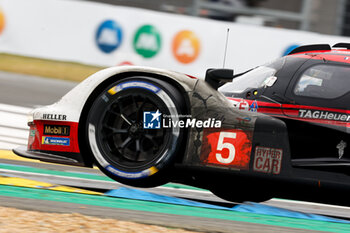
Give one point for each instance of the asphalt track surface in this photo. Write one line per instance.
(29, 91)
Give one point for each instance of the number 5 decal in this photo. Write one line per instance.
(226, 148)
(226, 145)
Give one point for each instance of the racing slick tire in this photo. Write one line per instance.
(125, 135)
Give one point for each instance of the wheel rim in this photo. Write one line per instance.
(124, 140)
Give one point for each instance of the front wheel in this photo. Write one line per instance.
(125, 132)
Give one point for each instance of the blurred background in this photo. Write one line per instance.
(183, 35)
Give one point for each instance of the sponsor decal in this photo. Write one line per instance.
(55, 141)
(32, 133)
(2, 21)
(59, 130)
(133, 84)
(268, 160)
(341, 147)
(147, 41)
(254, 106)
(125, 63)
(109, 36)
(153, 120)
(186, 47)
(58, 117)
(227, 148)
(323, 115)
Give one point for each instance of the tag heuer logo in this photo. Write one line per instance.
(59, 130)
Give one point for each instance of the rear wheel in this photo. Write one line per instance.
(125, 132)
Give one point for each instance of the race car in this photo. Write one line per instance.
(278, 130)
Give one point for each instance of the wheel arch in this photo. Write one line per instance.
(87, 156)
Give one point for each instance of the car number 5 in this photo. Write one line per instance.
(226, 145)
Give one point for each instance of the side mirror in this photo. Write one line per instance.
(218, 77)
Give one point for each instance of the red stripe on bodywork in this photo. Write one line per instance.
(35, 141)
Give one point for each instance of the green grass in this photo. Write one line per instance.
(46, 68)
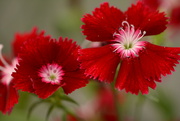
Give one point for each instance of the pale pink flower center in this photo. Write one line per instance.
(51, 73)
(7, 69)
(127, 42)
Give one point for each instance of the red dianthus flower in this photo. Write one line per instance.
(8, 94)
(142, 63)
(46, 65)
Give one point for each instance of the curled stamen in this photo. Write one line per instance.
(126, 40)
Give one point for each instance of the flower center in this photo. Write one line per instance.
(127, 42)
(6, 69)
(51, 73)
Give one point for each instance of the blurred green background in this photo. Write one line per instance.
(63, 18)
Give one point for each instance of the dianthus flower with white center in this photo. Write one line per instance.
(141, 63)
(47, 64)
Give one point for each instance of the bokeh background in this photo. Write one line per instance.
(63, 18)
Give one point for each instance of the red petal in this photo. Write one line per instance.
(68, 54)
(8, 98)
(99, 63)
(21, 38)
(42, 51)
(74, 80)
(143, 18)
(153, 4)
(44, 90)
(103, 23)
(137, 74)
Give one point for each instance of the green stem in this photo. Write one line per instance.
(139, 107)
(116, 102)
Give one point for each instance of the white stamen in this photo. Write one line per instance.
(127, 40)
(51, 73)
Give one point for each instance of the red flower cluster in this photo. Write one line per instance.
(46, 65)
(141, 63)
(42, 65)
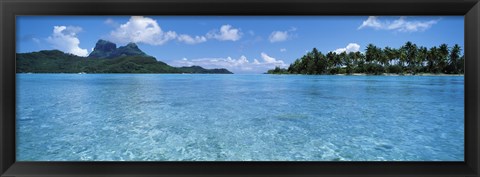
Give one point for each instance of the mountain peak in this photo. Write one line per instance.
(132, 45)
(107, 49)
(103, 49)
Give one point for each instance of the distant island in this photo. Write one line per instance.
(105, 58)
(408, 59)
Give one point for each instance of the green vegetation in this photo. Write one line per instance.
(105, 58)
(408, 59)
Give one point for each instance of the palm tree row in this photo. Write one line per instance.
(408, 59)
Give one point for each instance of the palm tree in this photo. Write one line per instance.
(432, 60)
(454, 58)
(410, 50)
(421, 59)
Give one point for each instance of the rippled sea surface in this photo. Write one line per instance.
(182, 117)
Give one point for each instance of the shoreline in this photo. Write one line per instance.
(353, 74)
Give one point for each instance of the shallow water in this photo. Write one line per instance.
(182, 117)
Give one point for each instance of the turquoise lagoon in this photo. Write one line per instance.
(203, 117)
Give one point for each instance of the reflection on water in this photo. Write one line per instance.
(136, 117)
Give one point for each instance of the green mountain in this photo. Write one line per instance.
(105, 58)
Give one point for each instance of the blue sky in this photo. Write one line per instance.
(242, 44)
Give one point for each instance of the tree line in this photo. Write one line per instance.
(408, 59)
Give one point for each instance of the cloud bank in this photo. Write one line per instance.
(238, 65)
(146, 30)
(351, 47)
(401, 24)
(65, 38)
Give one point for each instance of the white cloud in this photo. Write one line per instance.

==

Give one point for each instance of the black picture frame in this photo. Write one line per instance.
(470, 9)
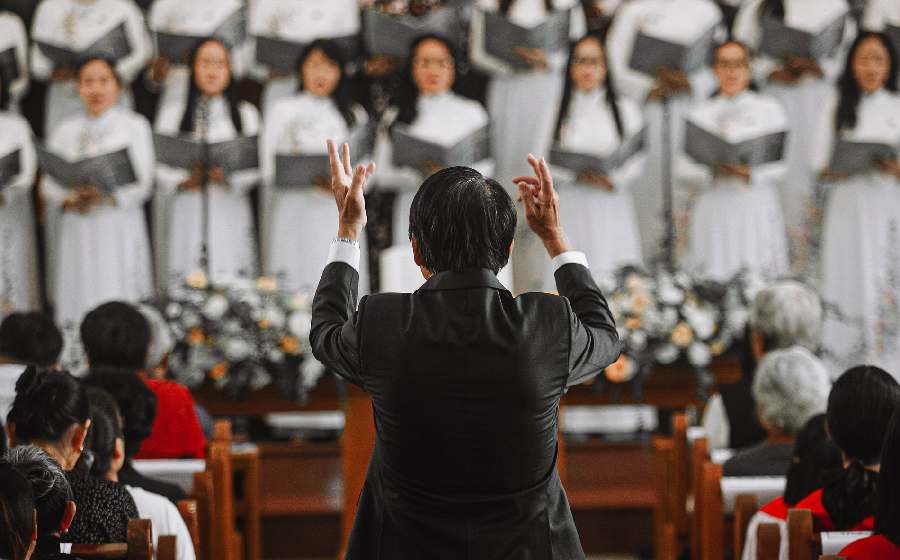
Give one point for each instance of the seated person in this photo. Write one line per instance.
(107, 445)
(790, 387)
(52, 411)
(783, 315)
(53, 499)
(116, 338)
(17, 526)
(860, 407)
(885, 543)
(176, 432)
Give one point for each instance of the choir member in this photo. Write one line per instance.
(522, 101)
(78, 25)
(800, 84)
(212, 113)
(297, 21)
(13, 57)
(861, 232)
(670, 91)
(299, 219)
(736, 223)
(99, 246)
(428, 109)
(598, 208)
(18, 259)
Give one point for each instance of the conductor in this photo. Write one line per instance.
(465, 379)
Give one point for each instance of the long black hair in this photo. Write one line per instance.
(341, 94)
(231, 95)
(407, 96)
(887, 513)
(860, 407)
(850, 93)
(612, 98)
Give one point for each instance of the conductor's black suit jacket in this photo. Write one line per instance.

* * *

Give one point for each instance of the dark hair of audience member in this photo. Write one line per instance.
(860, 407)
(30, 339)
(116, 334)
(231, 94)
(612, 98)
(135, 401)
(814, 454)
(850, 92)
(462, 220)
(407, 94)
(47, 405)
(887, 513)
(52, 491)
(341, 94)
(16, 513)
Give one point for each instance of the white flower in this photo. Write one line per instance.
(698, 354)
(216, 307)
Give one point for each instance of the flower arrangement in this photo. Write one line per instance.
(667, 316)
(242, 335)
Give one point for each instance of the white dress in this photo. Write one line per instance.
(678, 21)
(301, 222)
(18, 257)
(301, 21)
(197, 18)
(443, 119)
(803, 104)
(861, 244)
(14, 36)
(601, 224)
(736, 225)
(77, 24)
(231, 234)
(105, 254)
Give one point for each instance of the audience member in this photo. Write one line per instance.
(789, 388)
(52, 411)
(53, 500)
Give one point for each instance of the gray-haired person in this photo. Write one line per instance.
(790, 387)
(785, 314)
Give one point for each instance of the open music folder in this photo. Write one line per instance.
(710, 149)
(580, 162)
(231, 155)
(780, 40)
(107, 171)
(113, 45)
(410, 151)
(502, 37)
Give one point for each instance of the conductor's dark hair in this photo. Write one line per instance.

* _Task details_
Starting with the line above that holds "Give one point for each instance of the long" and stopping with the line that holds "Give one point for each instance of the conductor's black", reproduce each line exactly, omitting all other lines.

* _Response to the task_
Give one point for each instance of the long black hair in this photo. Write one line per instance.
(341, 94)
(231, 95)
(407, 96)
(887, 513)
(860, 407)
(850, 93)
(612, 98)
Give one point for each instance of the conductor's black suit jacket in this photo. Write one line per instance.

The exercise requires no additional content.